What the task requires - Having found the line that holds "-- a row prints like pixel 735 924", give that line and all lines after it again, word for word, through the end of the data below.

★ ★ ★ ★

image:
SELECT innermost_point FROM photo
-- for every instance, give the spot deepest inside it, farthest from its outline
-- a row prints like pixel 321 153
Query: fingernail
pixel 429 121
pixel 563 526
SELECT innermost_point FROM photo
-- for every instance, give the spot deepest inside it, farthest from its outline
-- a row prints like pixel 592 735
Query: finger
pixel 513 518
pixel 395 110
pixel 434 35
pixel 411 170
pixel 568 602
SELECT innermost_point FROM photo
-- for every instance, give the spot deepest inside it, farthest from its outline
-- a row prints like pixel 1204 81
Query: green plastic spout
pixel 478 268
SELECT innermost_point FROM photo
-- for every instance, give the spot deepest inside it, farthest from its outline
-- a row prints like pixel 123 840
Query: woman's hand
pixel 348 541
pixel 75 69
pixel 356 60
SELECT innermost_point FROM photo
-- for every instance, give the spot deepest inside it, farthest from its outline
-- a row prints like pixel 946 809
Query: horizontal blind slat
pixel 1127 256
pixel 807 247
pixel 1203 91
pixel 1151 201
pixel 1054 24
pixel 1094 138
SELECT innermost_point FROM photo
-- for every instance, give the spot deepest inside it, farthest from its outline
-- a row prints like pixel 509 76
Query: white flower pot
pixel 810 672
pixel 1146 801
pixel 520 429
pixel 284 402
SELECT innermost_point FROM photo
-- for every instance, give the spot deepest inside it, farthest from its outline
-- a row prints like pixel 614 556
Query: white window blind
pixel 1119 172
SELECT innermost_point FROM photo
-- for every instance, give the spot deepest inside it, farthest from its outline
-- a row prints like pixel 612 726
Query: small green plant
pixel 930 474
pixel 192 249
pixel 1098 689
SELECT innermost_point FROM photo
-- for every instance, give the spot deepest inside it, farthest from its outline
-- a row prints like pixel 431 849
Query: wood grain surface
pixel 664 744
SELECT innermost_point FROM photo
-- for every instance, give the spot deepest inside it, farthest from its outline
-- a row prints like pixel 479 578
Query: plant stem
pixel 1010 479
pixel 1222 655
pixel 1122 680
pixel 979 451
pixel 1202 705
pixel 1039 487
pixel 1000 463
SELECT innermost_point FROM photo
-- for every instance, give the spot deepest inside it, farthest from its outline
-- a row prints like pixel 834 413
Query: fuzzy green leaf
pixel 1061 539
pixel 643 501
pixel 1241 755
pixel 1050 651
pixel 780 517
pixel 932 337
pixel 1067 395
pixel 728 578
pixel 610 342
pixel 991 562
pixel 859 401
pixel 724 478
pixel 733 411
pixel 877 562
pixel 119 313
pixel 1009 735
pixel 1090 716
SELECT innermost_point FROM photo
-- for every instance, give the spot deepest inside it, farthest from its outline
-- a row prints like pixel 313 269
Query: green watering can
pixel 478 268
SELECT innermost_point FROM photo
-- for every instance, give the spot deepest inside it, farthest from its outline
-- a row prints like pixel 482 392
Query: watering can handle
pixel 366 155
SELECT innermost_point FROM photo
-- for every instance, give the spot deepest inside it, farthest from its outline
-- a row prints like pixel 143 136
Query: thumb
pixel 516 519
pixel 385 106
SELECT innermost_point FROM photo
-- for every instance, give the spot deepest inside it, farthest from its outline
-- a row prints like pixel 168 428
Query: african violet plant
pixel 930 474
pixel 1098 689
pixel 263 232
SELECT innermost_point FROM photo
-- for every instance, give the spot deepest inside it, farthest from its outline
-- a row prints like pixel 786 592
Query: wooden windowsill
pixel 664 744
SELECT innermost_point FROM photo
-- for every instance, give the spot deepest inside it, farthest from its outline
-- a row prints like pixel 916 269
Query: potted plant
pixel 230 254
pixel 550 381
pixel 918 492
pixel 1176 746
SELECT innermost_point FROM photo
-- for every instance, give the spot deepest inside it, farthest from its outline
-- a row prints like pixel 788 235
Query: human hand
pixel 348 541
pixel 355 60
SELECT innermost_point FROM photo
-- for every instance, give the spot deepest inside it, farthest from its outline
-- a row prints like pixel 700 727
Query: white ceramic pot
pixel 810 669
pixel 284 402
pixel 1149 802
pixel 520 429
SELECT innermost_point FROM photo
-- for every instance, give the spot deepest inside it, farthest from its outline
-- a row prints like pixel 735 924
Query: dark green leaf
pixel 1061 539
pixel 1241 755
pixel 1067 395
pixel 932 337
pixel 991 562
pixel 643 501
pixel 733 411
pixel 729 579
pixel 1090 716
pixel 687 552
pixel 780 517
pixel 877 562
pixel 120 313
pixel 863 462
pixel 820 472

★ ★ ★ ★

Task answer -
-- a row prints like pixel 735 924
Query: dark green leaf
pixel 1061 539
pixel 1241 755
pixel 1067 395
pixel 932 337
pixel 991 562
pixel 643 501
pixel 733 411
pixel 729 579
pixel 1090 716
pixel 687 552
pixel 780 517
pixel 877 562
pixel 120 313
pixel 863 462
pixel 820 472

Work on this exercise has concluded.